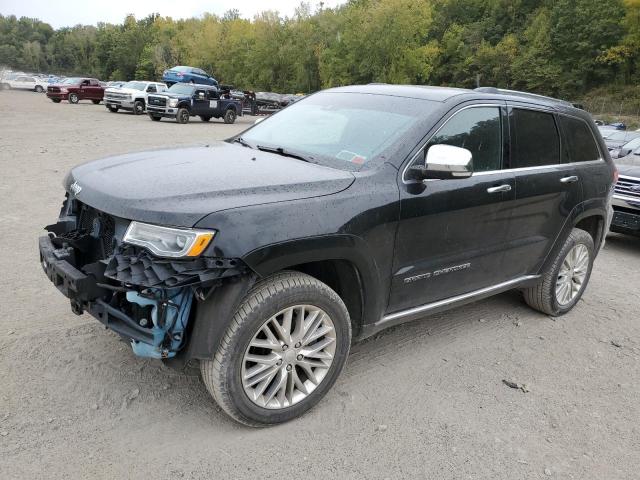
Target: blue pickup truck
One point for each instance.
(185, 100)
(185, 74)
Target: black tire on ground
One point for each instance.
(138, 107)
(182, 116)
(222, 374)
(230, 116)
(542, 297)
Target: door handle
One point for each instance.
(499, 188)
(571, 179)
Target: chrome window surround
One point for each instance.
(520, 169)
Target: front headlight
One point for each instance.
(167, 241)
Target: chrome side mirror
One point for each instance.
(447, 161)
(443, 162)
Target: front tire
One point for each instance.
(182, 116)
(564, 282)
(283, 350)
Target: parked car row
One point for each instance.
(180, 101)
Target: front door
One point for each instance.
(200, 103)
(548, 187)
(452, 233)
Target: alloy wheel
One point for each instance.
(572, 274)
(288, 357)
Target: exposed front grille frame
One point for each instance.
(626, 186)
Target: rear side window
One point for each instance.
(477, 129)
(534, 139)
(579, 145)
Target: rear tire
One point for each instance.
(317, 319)
(138, 107)
(230, 116)
(565, 280)
(182, 116)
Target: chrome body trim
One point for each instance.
(454, 300)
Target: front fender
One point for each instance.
(276, 257)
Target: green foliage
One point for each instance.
(558, 47)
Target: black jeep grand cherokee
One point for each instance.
(353, 210)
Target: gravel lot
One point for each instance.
(424, 400)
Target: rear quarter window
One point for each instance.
(535, 140)
(579, 143)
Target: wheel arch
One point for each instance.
(340, 261)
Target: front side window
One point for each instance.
(534, 139)
(479, 130)
(579, 145)
(181, 89)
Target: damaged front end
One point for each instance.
(144, 298)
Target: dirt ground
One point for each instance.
(424, 400)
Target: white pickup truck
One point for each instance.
(24, 82)
(131, 96)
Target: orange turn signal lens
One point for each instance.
(201, 242)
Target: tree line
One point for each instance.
(556, 47)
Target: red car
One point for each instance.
(76, 89)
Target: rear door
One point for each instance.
(548, 187)
(451, 233)
(83, 90)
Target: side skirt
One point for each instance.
(421, 311)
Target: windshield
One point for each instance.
(135, 85)
(181, 88)
(345, 127)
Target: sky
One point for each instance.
(65, 13)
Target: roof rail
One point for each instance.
(515, 93)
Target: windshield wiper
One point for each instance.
(242, 142)
(282, 152)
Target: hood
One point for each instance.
(629, 165)
(122, 90)
(171, 95)
(180, 186)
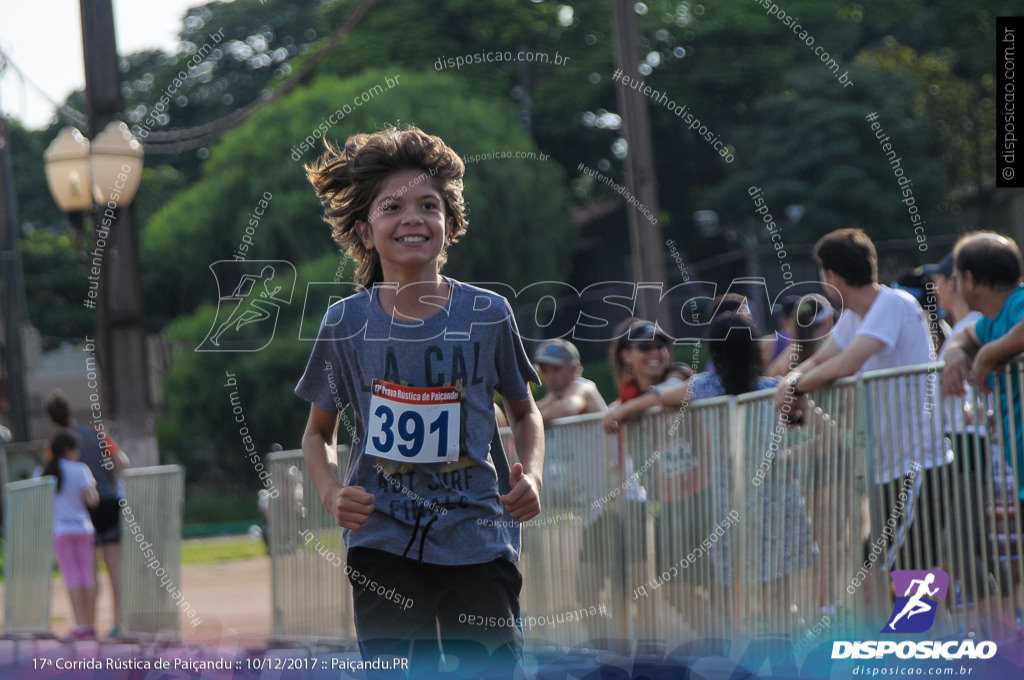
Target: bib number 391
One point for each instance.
(414, 424)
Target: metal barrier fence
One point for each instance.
(942, 496)
(151, 539)
(28, 565)
(309, 589)
(717, 520)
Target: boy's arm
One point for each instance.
(958, 356)
(523, 502)
(351, 506)
(991, 354)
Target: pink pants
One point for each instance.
(75, 556)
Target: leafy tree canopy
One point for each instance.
(518, 221)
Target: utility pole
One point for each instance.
(12, 308)
(646, 239)
(121, 342)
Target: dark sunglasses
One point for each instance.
(647, 345)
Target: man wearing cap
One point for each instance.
(988, 272)
(960, 313)
(568, 393)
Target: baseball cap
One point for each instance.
(945, 267)
(557, 352)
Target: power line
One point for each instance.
(176, 141)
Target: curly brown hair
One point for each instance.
(348, 179)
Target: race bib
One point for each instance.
(414, 424)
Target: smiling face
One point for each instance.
(557, 378)
(646, 360)
(407, 226)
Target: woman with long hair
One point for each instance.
(73, 530)
(787, 544)
(644, 373)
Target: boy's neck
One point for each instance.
(419, 298)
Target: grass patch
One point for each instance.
(221, 549)
(208, 505)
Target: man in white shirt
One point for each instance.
(880, 328)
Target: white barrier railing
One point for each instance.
(28, 564)
(716, 520)
(151, 557)
(310, 594)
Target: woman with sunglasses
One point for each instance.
(644, 373)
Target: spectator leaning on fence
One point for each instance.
(419, 356)
(880, 328)
(988, 274)
(568, 392)
(646, 377)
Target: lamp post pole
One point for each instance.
(121, 342)
(13, 314)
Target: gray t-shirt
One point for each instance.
(439, 513)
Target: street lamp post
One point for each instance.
(115, 167)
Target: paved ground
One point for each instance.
(231, 598)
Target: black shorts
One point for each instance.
(399, 604)
(107, 521)
(921, 543)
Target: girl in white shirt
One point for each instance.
(73, 532)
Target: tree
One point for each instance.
(263, 157)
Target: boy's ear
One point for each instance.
(366, 236)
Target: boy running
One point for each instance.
(419, 356)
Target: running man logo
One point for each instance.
(914, 610)
(249, 297)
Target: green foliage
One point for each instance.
(56, 284)
(204, 551)
(199, 429)
(812, 145)
(257, 159)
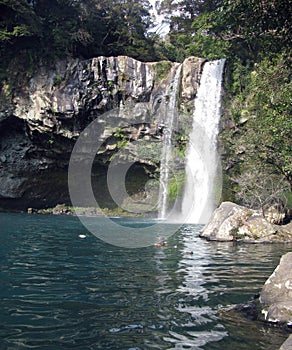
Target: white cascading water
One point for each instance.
(171, 114)
(202, 159)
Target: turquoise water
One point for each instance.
(60, 291)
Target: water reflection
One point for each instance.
(59, 291)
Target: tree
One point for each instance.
(270, 190)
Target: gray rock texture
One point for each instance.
(232, 222)
(41, 119)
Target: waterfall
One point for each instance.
(170, 118)
(202, 161)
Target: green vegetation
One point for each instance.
(162, 69)
(253, 35)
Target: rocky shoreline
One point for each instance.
(232, 222)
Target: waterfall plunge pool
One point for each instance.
(61, 291)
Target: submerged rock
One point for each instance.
(276, 295)
(287, 345)
(232, 222)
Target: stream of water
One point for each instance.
(203, 162)
(63, 288)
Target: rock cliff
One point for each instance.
(41, 120)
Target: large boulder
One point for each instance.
(225, 221)
(276, 295)
(232, 222)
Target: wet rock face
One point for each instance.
(45, 117)
(232, 222)
(276, 295)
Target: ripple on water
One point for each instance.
(62, 292)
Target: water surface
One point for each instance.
(60, 291)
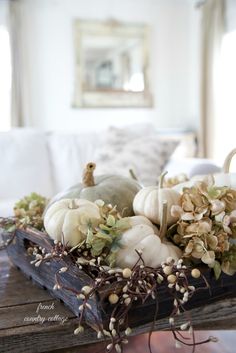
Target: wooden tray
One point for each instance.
(139, 315)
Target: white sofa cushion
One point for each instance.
(146, 156)
(25, 165)
(69, 153)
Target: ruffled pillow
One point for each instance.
(146, 156)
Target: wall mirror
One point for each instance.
(112, 65)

****************

WHAT THE EXERCISE ASKS:
All of the data needs repeating exactly, but the pictures do not.

FULL OUTPUT:
Target: blue pickup truck
One point for each instance.
(185, 100)
(185, 74)
Target: black tire on ground
One point for each instance.
(138, 107)
(182, 116)
(222, 374)
(230, 116)
(542, 297)
Target: door handle
One point for each instance.
(499, 188)
(571, 179)
Target: chrome window surround
One point for each instance.
(520, 169)
Target: front headlight
One point for each instance.
(167, 241)
Target: chrome side mirror
One point for each instance.
(447, 161)
(443, 162)
Target: front tire
One point for each instance.
(182, 116)
(564, 282)
(283, 350)
Target: parked car row
One point for each instance.
(180, 101)
Target: front door
One point for each instance.
(200, 103)
(548, 187)
(452, 233)
Target: alloy wheel
One point for each instance.
(572, 274)
(288, 357)
Target: exposed front grille frame
One point for each instance.
(626, 186)
Target: rear side window
One point for each instance.
(477, 129)
(534, 139)
(579, 145)
Target: rear tire
One point for each instance.
(317, 319)
(138, 107)
(230, 116)
(565, 280)
(182, 116)
Target: chrome body trim
One point for each instance.
(454, 300)
Target: front fender
One point for each instance.
(276, 257)
Target: green foliage
One point for each instance.
(558, 47)
Target: black jeep grand cherokee
One point for each instance.
(353, 210)
Target: gravel lot
One point for each instance.
(424, 400)
Target: rear quarter window
One point for each instance.
(535, 140)
(579, 143)
Target: wheel arch
One point for each instance.
(340, 261)
Target: front side window
One point for each instance.
(534, 139)
(479, 130)
(579, 145)
(181, 89)
Target: damaged front end
One point for each instance.
(144, 298)
Target: dirt ground
One point for each instance.
(424, 400)
Target: white pickup truck
One point for each instance.
(24, 82)
(131, 96)
Target: orange turn signal lens
One point for each instance.
(201, 242)
Target: tree line
One point for each instance.
(556, 47)
Target: red car
One point for each instance.
(76, 89)
Target: rear door
One point for each instance.
(548, 187)
(451, 233)
(83, 90)
Target: side skirt
One point for each instance.
(421, 311)
Target: windshield
One point for each instance.
(135, 85)
(181, 88)
(345, 127)
Target: sky
One point for each instance.
(65, 13)
Target: roof rail
One point for each instance.
(515, 93)
Target: windshield wiper
One point for each instance.
(242, 142)
(282, 152)
Target: hood
One point for each instance.
(629, 165)
(122, 90)
(171, 95)
(180, 186)
Target: bib number 391
One point for each instance.
(414, 424)
Target: metal barrier fence
One point for each instance.
(942, 496)
(151, 539)
(28, 565)
(309, 589)
(717, 520)
Target: boy's arm
One point for each instance.
(958, 356)
(523, 502)
(351, 506)
(991, 354)
Target: pink pants
One point for each instance.
(75, 556)
Target: leafy tree canopy
One point for each instance.
(518, 221)
Target: utility pole
One point for each instance.
(12, 308)
(646, 239)
(121, 342)
Target: dark sunglasses
One point for each instance.
(647, 345)
Target: man wearing cap
One point for each instance.
(988, 272)
(960, 313)
(568, 393)
Target: baseball cap
One point for each instance.
(945, 267)
(557, 352)
Target: power line
One point for each instance.
(176, 141)
Target: curly brown hair
One point for each instance.
(348, 179)
Target: race bib
One point for each instance.
(414, 424)
Target: smiling face
One point for each instance.
(557, 378)
(646, 360)
(407, 226)
Target: woman with long hair
One point for each instance.
(73, 530)
(787, 544)
(644, 373)
Target: boy's neck
One point for each instance.
(419, 298)
Target: grass patch
One point for each instance.
(221, 549)
(208, 505)
Target: man in white shirt
One point for each instance.
(880, 328)
Target: white barrier railing
One point for each instance.
(28, 564)
(716, 520)
(151, 557)
(310, 594)
Target: woman with sunglasses
One point for each instance.
(644, 373)
Target: spectator leaning on fence
One point for each instance.
(419, 356)
(880, 328)
(988, 274)
(568, 392)
(646, 377)
Target: lamp post pole
One point for each instance.
(121, 342)
(13, 314)
Target: gray t-shirt
One point for each instance.
(439, 513)
Target: street lamp post
One point for each instance.
(115, 167)
Target: paved ground
One point for each instance.
(231, 598)
Target: black shorts
One point for each instance.
(399, 604)
(107, 521)
(921, 543)
Target: girl in white shirt
One point for each instance.
(73, 532)
Target: tree
One point for each instance.
(263, 157)
Target: boy's ear
One point for each instance.
(366, 236)
Target: boy running
One point for each instance.
(419, 356)
Target: running man logo
One point for each instance.
(914, 610)
(249, 297)
Target: green foliage
One point for each instance.
(56, 284)
(204, 551)
(199, 429)
(812, 145)
(257, 159)
Target: white cascading water
One point for each instance.
(171, 114)
(202, 159)
Target: turquoise water
One point for each instance.
(60, 291)
Target: water reflection
One point for each instance.
(59, 291)
Target: tree
One point for each instance.
(270, 190)
Target: gray rock texture
One point for each instance.
(232, 222)
(41, 119)
Target: waterfall
One point for each instance.
(170, 118)
(202, 161)
Target: green vegetation
One point for each instance.
(162, 69)
(253, 35)
Target: rocky shoreline
One point for each instance.
(232, 222)
Target: waterfall plunge pool
One point for each instance.
(61, 291)
Target: submerged rock
One point for each instance.
(276, 295)
(287, 345)
(232, 222)
Target: stream of water
One point for each instance.
(203, 162)
(63, 288)
Target: rock cliff
One point for each instance.
(41, 120)
Target: large boulder
One point for each instance.
(225, 221)
(276, 295)
(232, 222)
Target: wet rock face
One point for each instance.
(45, 117)
(232, 222)
(276, 295)
Target: ripple on water
One point for each instance.
(62, 292)
Target: water surface
One point for each instance.
(60, 291)
Target: wooden tray
One point for each instance.
(139, 315)
Target: white sofa cushion
One point for each instance.
(146, 156)
(25, 165)
(69, 153)
Target: ruffled pillow
One point for each instance.
(146, 156)
Target: wall mirror
One point for each instance.
(112, 65)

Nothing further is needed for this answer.